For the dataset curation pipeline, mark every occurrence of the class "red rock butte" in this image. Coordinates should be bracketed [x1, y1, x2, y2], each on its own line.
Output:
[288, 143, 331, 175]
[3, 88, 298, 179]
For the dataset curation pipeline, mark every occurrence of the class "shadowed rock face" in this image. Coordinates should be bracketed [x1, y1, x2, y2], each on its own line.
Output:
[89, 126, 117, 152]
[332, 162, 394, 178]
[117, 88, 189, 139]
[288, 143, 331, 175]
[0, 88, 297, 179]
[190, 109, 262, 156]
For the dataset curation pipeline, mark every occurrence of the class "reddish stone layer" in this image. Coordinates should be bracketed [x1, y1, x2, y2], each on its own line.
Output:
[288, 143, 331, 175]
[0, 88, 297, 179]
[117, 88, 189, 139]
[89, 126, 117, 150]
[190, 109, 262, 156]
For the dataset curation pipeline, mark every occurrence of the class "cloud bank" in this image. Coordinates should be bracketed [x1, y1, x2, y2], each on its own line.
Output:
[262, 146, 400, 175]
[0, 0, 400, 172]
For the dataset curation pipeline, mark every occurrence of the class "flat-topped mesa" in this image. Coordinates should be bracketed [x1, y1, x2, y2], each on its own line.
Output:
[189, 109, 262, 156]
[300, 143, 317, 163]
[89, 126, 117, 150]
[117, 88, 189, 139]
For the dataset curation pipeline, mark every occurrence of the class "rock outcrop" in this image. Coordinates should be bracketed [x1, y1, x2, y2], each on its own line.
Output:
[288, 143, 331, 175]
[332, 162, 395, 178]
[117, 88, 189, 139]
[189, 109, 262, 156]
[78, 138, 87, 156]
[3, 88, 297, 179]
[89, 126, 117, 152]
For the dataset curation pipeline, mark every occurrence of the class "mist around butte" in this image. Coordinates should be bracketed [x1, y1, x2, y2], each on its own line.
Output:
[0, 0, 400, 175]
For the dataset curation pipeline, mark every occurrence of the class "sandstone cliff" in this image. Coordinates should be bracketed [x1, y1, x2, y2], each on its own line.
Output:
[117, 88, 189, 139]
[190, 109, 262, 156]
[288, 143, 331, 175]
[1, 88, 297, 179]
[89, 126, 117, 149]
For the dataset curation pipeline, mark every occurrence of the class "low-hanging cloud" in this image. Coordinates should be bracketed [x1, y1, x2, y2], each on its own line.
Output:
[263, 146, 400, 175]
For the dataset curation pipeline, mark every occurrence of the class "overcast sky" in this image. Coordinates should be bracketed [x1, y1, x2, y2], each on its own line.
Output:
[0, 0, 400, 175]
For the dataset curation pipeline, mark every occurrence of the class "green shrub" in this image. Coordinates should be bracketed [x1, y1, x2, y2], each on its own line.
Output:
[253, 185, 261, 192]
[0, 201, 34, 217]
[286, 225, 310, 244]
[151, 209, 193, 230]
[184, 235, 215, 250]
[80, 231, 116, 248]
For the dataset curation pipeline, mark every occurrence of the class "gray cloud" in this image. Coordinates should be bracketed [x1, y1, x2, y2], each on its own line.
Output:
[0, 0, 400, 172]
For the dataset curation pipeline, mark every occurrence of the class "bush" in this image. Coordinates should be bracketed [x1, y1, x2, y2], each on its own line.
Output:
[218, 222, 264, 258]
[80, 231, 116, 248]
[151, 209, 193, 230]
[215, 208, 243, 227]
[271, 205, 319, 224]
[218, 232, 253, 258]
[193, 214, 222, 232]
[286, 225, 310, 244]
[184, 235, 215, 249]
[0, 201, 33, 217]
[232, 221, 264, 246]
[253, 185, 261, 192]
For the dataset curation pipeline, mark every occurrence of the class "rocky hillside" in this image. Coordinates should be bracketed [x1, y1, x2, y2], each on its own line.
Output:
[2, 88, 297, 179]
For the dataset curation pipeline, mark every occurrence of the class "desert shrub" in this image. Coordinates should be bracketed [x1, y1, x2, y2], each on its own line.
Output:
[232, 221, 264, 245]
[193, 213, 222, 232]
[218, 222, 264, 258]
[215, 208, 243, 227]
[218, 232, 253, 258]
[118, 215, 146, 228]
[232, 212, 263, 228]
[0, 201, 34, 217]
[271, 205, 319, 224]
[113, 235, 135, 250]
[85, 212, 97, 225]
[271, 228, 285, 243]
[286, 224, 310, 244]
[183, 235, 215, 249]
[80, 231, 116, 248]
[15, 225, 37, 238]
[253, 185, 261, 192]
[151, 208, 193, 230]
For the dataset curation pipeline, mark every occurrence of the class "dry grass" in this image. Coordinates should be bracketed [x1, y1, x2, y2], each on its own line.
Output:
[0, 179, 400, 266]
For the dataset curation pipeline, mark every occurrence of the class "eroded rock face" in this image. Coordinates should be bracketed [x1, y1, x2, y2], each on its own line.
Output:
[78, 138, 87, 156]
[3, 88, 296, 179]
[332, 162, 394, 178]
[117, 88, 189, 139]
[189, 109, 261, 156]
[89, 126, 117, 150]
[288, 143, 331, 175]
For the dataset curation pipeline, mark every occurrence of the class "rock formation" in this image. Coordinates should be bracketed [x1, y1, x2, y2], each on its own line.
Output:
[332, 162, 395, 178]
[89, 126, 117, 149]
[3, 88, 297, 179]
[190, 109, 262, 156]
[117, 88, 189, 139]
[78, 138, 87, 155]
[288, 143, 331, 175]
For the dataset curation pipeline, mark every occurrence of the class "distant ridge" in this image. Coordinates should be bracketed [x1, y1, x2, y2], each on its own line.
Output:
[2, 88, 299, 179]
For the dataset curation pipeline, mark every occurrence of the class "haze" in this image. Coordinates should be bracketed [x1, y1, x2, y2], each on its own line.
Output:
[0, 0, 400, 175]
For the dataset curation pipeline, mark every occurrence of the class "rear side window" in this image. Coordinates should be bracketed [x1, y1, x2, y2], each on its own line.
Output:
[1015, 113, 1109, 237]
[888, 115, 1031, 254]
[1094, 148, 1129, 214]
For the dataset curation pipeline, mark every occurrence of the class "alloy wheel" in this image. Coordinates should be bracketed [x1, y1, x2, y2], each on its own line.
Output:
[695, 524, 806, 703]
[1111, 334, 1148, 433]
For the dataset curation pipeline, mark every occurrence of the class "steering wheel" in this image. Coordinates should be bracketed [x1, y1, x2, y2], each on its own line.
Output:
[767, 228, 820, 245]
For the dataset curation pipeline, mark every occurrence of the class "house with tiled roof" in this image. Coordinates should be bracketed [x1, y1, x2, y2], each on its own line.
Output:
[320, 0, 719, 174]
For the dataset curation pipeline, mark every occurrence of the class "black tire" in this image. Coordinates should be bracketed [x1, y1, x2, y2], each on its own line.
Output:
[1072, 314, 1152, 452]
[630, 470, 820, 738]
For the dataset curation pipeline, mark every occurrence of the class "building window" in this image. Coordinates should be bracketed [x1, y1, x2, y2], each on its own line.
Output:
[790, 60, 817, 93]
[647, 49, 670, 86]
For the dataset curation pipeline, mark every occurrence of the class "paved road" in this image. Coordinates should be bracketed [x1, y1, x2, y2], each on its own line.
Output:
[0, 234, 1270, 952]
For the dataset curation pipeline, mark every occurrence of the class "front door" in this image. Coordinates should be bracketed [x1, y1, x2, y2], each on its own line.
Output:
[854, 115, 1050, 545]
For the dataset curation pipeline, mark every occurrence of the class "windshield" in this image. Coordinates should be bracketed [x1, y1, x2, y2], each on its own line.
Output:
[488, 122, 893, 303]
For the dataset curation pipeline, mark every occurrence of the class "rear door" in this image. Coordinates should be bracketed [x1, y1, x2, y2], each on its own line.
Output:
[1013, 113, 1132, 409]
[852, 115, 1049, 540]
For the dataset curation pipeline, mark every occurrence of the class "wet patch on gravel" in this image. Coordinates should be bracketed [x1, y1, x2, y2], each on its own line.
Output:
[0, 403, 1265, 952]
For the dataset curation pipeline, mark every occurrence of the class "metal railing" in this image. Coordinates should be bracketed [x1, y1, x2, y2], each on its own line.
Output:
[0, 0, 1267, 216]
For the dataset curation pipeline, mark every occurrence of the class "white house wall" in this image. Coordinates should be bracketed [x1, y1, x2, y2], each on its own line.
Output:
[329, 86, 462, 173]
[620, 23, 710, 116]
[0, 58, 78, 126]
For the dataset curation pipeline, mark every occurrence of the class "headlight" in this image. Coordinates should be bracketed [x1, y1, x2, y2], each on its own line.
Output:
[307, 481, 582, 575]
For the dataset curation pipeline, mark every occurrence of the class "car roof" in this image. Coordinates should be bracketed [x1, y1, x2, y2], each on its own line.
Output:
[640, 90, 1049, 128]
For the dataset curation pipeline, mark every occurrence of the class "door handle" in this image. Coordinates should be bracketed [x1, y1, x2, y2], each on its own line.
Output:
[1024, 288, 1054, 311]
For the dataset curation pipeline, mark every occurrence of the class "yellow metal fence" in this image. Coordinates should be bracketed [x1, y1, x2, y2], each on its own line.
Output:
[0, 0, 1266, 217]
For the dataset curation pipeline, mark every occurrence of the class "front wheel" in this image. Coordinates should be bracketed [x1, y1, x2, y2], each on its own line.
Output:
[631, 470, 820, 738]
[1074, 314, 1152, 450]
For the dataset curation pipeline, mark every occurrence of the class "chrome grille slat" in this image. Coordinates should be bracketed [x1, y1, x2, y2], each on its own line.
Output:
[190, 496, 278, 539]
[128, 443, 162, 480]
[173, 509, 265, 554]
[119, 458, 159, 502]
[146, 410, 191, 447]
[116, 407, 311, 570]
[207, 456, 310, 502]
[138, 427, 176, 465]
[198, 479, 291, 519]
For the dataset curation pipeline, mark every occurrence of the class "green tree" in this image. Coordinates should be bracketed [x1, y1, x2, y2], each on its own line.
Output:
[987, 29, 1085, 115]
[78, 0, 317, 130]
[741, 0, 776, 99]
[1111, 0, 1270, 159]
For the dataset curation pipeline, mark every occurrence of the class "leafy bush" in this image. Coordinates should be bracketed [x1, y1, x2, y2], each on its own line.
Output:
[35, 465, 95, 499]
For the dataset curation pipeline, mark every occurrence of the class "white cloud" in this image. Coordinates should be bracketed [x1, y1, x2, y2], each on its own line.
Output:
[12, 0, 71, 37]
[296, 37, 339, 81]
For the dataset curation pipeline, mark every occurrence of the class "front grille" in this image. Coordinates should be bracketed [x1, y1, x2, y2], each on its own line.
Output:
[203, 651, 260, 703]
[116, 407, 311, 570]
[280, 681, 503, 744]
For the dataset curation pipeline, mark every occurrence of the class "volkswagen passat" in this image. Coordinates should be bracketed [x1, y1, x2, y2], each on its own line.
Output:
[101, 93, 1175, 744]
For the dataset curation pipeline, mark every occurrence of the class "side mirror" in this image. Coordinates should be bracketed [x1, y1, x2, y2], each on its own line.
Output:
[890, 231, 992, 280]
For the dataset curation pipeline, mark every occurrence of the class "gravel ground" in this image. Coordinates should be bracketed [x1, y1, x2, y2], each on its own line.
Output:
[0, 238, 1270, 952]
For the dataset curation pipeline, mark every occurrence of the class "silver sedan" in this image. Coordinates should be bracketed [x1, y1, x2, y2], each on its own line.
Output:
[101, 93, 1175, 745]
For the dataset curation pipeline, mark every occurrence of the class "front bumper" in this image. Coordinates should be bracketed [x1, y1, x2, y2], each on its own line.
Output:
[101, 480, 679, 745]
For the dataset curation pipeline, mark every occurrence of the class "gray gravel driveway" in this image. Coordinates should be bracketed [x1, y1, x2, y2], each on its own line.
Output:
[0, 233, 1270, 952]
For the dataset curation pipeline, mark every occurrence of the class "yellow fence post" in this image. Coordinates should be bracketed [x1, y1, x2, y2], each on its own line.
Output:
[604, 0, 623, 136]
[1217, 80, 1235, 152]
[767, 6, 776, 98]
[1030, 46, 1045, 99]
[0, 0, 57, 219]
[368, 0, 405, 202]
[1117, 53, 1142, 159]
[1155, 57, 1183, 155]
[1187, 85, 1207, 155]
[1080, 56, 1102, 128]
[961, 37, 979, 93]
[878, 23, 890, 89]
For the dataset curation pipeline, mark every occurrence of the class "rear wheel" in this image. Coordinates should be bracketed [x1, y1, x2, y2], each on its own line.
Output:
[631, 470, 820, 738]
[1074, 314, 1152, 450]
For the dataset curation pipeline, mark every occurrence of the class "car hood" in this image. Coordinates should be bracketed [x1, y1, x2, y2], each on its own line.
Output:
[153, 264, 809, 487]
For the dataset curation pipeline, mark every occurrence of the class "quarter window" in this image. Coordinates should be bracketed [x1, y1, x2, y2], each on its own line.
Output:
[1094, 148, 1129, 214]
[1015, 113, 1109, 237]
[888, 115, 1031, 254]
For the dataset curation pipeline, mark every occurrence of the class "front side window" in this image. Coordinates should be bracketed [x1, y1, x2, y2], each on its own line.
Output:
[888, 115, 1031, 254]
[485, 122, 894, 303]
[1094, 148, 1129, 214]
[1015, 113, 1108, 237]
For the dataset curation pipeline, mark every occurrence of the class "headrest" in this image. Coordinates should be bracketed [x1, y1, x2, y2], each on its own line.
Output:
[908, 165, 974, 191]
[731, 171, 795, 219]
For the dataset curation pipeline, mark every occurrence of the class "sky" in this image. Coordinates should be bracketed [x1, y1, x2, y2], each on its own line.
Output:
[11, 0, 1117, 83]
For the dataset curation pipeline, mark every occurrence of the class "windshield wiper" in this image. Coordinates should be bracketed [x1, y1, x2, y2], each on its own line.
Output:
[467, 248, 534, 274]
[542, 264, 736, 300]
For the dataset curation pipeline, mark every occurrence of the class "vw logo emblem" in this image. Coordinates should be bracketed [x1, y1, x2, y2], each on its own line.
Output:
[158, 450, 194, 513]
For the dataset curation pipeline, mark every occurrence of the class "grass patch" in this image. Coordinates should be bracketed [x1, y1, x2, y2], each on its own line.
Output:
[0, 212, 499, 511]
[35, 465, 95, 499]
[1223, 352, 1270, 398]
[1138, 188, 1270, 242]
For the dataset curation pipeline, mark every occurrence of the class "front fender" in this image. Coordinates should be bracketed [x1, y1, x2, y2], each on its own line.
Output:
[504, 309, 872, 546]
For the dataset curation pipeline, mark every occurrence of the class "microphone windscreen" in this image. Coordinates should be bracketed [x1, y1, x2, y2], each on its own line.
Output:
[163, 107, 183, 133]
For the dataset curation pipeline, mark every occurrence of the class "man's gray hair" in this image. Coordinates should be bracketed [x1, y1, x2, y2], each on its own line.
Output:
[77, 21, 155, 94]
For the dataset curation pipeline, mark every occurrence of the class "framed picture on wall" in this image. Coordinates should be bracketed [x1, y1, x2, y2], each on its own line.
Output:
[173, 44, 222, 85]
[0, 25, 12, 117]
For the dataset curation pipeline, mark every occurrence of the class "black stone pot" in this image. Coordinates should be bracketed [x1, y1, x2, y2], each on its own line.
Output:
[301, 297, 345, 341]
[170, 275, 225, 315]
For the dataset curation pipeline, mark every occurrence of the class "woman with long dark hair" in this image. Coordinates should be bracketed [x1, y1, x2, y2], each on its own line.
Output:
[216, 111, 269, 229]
***
* Task requirements *
Return, word for word, each line from the line that contains "with long dark" to the end of the listing above; include both end lines and nothing else.

* Output below *
For the dataset curation pipeline, mark every occurrence of the class "woman with long dark hair" in this image. Coordinates should be bracketed [x1, y1, x2, y2], each on its own line.
Output:
[216, 111, 269, 229]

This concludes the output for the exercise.